Image point annotation entries
#####

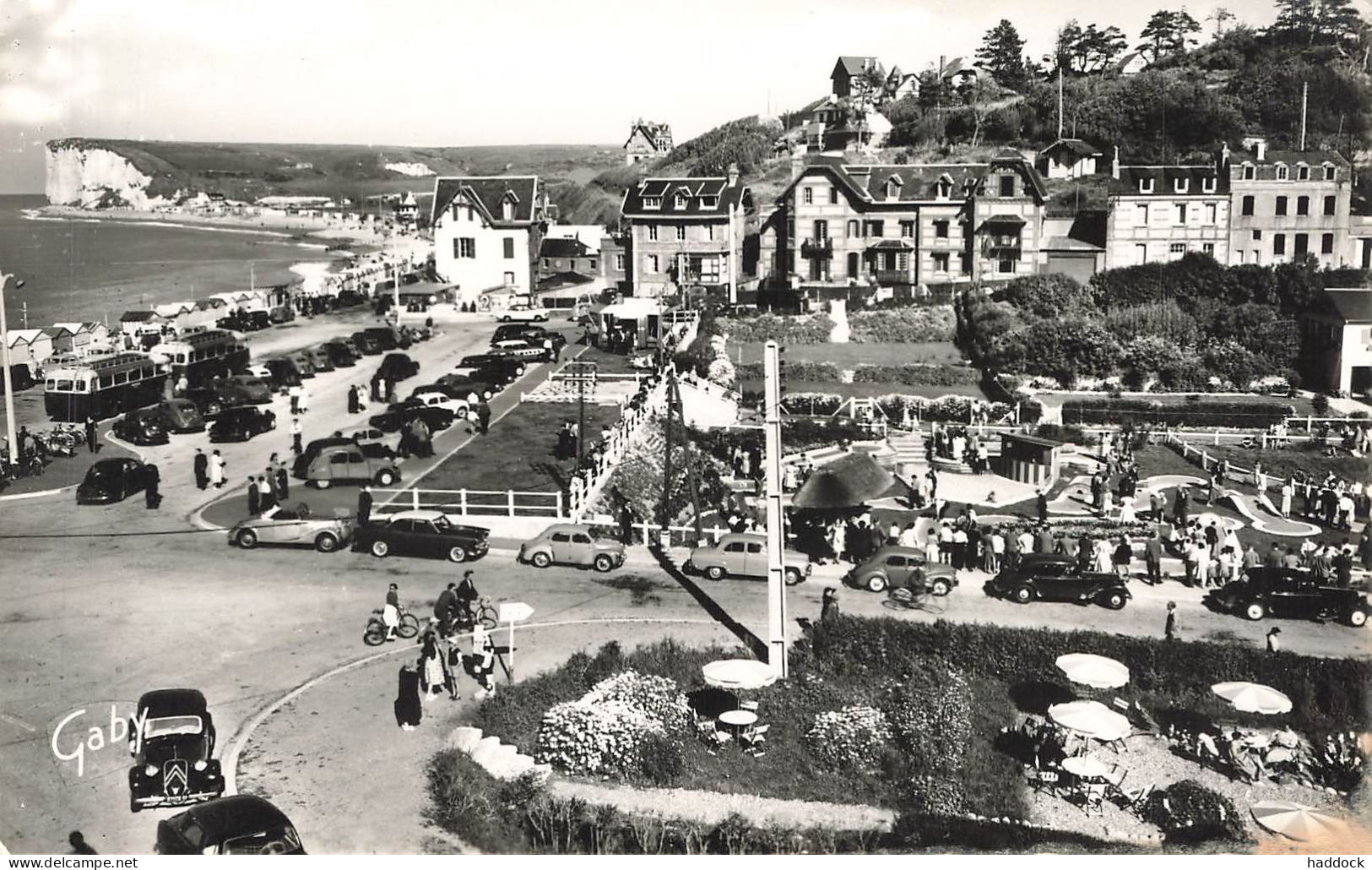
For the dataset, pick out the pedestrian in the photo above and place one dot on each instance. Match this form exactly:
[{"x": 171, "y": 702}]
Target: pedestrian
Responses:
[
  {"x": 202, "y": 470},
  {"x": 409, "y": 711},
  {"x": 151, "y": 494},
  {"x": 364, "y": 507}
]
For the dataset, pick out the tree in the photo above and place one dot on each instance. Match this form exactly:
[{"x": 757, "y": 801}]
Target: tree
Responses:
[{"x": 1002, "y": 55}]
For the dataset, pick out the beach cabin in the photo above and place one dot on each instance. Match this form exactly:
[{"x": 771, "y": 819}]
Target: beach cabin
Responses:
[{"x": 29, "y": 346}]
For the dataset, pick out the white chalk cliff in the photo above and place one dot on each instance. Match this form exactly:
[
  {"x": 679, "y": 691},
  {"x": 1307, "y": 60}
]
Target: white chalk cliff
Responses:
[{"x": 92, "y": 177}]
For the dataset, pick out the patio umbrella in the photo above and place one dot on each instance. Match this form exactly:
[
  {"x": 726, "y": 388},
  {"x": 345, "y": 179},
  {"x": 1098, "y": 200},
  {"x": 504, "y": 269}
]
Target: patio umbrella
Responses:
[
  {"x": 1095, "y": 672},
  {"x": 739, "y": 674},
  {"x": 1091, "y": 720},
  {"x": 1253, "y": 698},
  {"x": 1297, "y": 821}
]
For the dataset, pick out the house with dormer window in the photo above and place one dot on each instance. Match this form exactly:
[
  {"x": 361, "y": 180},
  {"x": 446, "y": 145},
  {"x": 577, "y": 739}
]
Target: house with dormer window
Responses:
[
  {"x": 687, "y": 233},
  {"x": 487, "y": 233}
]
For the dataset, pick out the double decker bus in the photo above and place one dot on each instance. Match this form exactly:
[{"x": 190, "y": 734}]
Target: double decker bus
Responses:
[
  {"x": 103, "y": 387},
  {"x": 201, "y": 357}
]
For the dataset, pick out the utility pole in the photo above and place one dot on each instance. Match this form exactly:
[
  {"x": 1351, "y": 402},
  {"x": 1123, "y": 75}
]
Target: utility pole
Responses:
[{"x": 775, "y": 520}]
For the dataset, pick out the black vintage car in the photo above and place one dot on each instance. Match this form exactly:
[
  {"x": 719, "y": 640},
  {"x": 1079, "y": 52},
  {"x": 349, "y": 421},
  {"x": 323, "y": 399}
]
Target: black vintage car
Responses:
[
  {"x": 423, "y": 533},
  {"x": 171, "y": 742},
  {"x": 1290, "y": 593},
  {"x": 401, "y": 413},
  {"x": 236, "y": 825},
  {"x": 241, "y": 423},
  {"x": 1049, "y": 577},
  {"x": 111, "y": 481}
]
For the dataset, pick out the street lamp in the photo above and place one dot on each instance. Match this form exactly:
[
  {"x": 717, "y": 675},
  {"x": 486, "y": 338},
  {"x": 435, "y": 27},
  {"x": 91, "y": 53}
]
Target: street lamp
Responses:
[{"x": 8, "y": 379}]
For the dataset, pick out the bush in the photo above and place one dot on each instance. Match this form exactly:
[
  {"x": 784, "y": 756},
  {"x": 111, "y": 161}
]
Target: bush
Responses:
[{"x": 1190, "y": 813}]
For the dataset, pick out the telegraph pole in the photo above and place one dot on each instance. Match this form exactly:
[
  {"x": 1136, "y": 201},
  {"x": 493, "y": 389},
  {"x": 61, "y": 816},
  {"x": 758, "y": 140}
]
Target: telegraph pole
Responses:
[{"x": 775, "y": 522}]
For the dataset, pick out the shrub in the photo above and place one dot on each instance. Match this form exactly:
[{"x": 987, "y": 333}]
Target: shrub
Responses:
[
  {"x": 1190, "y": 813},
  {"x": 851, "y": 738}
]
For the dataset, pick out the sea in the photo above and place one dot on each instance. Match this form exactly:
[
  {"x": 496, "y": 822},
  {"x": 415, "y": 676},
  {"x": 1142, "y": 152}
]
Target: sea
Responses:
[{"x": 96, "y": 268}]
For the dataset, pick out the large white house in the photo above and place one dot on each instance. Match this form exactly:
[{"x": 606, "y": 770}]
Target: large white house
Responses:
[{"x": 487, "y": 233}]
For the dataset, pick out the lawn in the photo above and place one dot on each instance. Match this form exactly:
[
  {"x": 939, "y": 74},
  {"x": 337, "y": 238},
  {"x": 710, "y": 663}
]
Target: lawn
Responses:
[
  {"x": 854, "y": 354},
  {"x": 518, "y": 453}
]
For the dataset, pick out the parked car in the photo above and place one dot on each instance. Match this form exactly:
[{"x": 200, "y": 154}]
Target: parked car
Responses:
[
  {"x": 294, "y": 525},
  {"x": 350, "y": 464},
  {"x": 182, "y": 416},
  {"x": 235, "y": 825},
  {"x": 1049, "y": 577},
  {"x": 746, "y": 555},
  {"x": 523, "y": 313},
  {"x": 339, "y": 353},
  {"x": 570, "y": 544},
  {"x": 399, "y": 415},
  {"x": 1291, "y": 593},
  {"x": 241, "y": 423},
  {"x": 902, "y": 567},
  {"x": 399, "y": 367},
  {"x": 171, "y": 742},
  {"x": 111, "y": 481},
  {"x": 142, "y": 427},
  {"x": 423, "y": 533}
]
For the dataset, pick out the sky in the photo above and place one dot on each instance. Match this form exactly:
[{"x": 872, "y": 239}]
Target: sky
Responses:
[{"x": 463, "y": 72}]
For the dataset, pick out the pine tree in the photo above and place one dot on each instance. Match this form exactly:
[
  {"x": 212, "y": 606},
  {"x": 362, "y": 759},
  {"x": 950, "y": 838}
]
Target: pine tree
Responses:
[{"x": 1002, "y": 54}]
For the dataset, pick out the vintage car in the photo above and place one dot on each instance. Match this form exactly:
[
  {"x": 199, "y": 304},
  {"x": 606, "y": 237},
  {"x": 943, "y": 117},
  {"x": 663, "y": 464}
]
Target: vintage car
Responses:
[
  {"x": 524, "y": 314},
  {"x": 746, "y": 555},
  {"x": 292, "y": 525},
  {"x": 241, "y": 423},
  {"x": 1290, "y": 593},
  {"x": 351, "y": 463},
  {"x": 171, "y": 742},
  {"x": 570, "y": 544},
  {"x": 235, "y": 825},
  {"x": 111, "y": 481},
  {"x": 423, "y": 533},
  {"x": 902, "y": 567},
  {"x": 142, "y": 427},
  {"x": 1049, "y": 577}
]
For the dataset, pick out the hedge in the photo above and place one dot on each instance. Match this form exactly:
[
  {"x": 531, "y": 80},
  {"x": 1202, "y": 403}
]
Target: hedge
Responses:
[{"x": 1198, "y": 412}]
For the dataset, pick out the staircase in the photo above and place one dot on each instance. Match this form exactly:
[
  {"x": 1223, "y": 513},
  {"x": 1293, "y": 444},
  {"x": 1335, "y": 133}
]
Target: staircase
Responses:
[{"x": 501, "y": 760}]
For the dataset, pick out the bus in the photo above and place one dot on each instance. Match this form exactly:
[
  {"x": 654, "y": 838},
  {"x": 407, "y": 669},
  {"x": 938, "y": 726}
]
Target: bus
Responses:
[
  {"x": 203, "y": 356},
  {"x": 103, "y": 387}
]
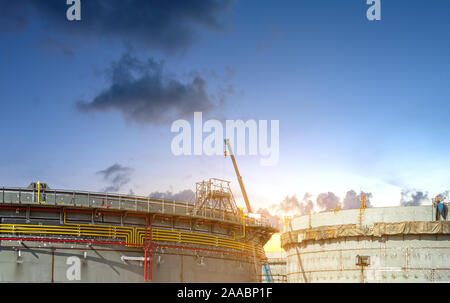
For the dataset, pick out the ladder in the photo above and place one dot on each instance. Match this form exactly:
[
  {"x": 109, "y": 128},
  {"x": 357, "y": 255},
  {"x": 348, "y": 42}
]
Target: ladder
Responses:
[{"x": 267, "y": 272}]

#####

**INSTRUCTIONS TO FOLLOW:**
Leave the pictures out and print the records above exactly as they stand.

**RESULT:**
For the dataset, pick out the pedestrian in the photo above and place one dot on each instance. Match this form exactly:
[{"x": 171, "y": 702}]
Target: pedestrian
Responses:
[
  {"x": 202, "y": 470},
  {"x": 409, "y": 711},
  {"x": 151, "y": 494},
  {"x": 364, "y": 507}
]
For the dataset, pick out the tree in the photo above and place one dot on each instance. Match this form exactly:
[{"x": 757, "y": 801}]
Target: tree
Responses:
[{"x": 1002, "y": 55}]
For the dataset, pick out the beach cabin in the photo above and place one dot on each instance. Match this form exactly:
[{"x": 771, "y": 819}]
Target: beach cabin
Responses:
[{"x": 29, "y": 346}]
For the dataset, pick out the white chalk cliff in the photo above and place one dot on each instance. Match this form exactly:
[
  {"x": 679, "y": 691},
  {"x": 1307, "y": 60}
]
Target: white chalk cliff
Responses:
[{"x": 92, "y": 177}]
For the dataset, pick out the patio umbrella in the photo above and place one dot on each instance. Match this form exactly:
[
  {"x": 726, "y": 388},
  {"x": 345, "y": 179},
  {"x": 1098, "y": 200},
  {"x": 504, "y": 269}
]
Target: patio umbrella
Responses:
[
  {"x": 1095, "y": 672},
  {"x": 739, "y": 674},
  {"x": 1091, "y": 720},
  {"x": 1253, "y": 698},
  {"x": 1297, "y": 821}
]
For the dataset, pick out the house with dormer window in the photo above and place one dot on each instance. Match this form exactly:
[
  {"x": 361, "y": 180},
  {"x": 446, "y": 145},
  {"x": 577, "y": 739}
]
Target: house with dormer window
Responses:
[
  {"x": 687, "y": 233},
  {"x": 487, "y": 233}
]
For the dataset, pick out the double decker bus in the photo above and place one dot on each instance. Match this form exactly:
[{"x": 190, "y": 734}]
Target: double decker bus
Responses:
[
  {"x": 103, "y": 387},
  {"x": 201, "y": 357}
]
For the dataset, pick out the utility pole in the photo above and place one dot on each instance. Match this form exactly:
[
  {"x": 1351, "y": 402},
  {"x": 1123, "y": 75}
]
Target: utility pole
Responses:
[{"x": 775, "y": 520}]
For the dataset, pick out the black vintage car in the photo above and place one dot on each instance. Match this form exactly:
[
  {"x": 719, "y": 640},
  {"x": 1079, "y": 52},
  {"x": 349, "y": 421},
  {"x": 323, "y": 399}
]
Target: black vintage car
Responses:
[
  {"x": 423, "y": 533},
  {"x": 171, "y": 742},
  {"x": 1290, "y": 593},
  {"x": 401, "y": 413},
  {"x": 236, "y": 825},
  {"x": 241, "y": 423},
  {"x": 1049, "y": 577},
  {"x": 111, "y": 481}
]
For the dataset, pick out the street lamp in the photo above and place one dot on each instance. Match this form exactly:
[
  {"x": 717, "y": 675},
  {"x": 486, "y": 338},
  {"x": 435, "y": 27},
  {"x": 91, "y": 53}
]
Target: street lamp
Responses:
[{"x": 8, "y": 379}]
For the dataset, pick out the bush in the photo above and place one dot on each instance. Match this form exactly:
[
  {"x": 784, "y": 756},
  {"x": 111, "y": 161}
]
Target: bush
Responses:
[{"x": 1190, "y": 813}]
For the dataset, pick out the telegraph pole in the photo above and place one dot on each instance. Match this form exactly:
[
  {"x": 1136, "y": 201},
  {"x": 493, "y": 389},
  {"x": 61, "y": 816},
  {"x": 758, "y": 140}
]
Target: telegraph pole
Responses:
[{"x": 775, "y": 522}]
For the dataset, pick out the shrub in the photo above and place one dot on each instance. Match this form exactly:
[{"x": 987, "y": 333}]
Target: shrub
Responses:
[
  {"x": 1190, "y": 813},
  {"x": 851, "y": 738}
]
For the dataset, pick out the sea in the photo above and place one dot on each instance. Match this form exactly:
[
  {"x": 496, "y": 822},
  {"x": 415, "y": 676},
  {"x": 1142, "y": 152}
]
Target: sea
Responses:
[{"x": 96, "y": 268}]
For the dataset, pick out the large white house in the photo above and place one dot on each instance. Match this form exactly:
[{"x": 606, "y": 770}]
Target: large white house
Responses:
[{"x": 487, "y": 233}]
For the dataset, pick out the lawn in the photo above and place one dot on each instance. Match this form exactly:
[
  {"x": 939, "y": 74},
  {"x": 337, "y": 238},
  {"x": 710, "y": 663}
]
Target: lawn
Responses:
[
  {"x": 854, "y": 354},
  {"x": 518, "y": 453}
]
For the dataset, pick out the parked car in the photo above and place one dot on each instance. Match this form exactly:
[{"x": 200, "y": 154}]
Target: parked car
Responses:
[
  {"x": 294, "y": 525},
  {"x": 350, "y": 464},
  {"x": 182, "y": 416},
  {"x": 235, "y": 825},
  {"x": 1049, "y": 577},
  {"x": 746, "y": 555},
  {"x": 523, "y": 313},
  {"x": 339, "y": 353},
  {"x": 570, "y": 544},
  {"x": 399, "y": 415},
  {"x": 1291, "y": 593},
  {"x": 241, "y": 423},
  {"x": 902, "y": 567},
  {"x": 399, "y": 367},
  {"x": 171, "y": 742},
  {"x": 111, "y": 481},
  {"x": 142, "y": 427},
  {"x": 423, "y": 533}
]
For the dataset, pick out the sky in the photo above and place one dot on each instance. Match this form exactly:
[{"x": 872, "y": 239}]
Target: sky
Responses:
[{"x": 463, "y": 72}]
For the dataset, pick out the pine tree in the photo above and place one dot on each instance. Match this form exactly:
[
  {"x": 212, "y": 606},
  {"x": 362, "y": 759},
  {"x": 950, "y": 838}
]
Target: pine tree
Responses:
[{"x": 1002, "y": 54}]
For the dataset, pick out the vintage car in the photo above and place one dot on each instance. Match this form exactly:
[
  {"x": 199, "y": 304},
  {"x": 606, "y": 237},
  {"x": 943, "y": 117},
  {"x": 663, "y": 464}
]
Target: vintage car
Responses:
[
  {"x": 524, "y": 314},
  {"x": 746, "y": 555},
  {"x": 292, "y": 525},
  {"x": 241, "y": 423},
  {"x": 1290, "y": 593},
  {"x": 351, "y": 463},
  {"x": 171, "y": 742},
  {"x": 570, "y": 544},
  {"x": 235, "y": 825},
  {"x": 111, "y": 481},
  {"x": 423, "y": 533},
  {"x": 902, "y": 567},
  {"x": 142, "y": 427},
  {"x": 1049, "y": 577}
]
For the dataset, pick out the hedge in the photo above and place one dot on each instance. Match this form exactly:
[
  {"x": 531, "y": 80},
  {"x": 1202, "y": 403}
]
Target: hedge
Responses:
[{"x": 1198, "y": 412}]
For the dataset, pick out the staircase in the photo above and place one dot on each instance. Match this form exactly:
[
  {"x": 1223, "y": 513},
  {"x": 1293, "y": 444},
  {"x": 1335, "y": 133}
]
Target: staircase
Responses:
[{"x": 501, "y": 760}]
For the dataset, pick out the bus in the photo above and place one dot on each instance. Match this form exactly:
[
  {"x": 654, "y": 838},
  {"x": 407, "y": 669},
  {"x": 938, "y": 726}
]
Target: bus
Responses:
[
  {"x": 203, "y": 356},
  {"x": 103, "y": 387}
]
For the dataset, pick out the ladder in the photo above and place one dot on each instance. Match this form exactly:
[
  {"x": 109, "y": 128},
  {"x": 357, "y": 255},
  {"x": 348, "y": 42}
]
Target: ladder
Responses:
[{"x": 267, "y": 272}]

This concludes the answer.